§ **TRY IT**
The answer must consist solely of the line containing "on the stone" and every line after it in the records below, through the last, each reproduced exactly.

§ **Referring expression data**

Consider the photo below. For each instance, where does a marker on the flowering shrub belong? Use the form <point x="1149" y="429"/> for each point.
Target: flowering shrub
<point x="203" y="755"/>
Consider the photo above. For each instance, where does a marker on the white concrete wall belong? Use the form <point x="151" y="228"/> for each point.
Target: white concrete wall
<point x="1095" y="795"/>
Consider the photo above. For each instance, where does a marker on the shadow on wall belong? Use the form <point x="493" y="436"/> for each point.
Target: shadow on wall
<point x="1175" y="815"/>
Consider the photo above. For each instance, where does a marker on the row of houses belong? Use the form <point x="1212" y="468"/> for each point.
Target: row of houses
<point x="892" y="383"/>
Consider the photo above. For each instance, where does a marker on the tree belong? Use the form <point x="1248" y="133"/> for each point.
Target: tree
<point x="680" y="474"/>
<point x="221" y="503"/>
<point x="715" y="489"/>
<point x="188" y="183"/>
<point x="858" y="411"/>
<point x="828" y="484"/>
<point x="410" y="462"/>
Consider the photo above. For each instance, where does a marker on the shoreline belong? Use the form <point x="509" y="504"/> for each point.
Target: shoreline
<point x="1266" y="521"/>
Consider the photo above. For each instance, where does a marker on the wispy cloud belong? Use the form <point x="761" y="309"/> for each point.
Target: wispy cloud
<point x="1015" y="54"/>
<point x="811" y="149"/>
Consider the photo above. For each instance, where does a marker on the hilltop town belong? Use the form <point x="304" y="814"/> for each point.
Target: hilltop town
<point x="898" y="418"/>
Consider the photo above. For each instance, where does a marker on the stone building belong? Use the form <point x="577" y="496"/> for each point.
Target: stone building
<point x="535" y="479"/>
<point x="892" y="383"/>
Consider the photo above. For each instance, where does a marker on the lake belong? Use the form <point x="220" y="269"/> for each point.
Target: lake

§ **RESULT OF THE TASK**
Consider the photo above. For each instance, where does a marker on the stone building belong? Use the form <point x="577" y="496"/> for each point.
Target: stone building
<point x="535" y="479"/>
<point x="892" y="383"/>
Consider the photo above. For each instance, where does a marker on the lake belong? Use the form <point x="220" y="269"/> for each point.
Target: lake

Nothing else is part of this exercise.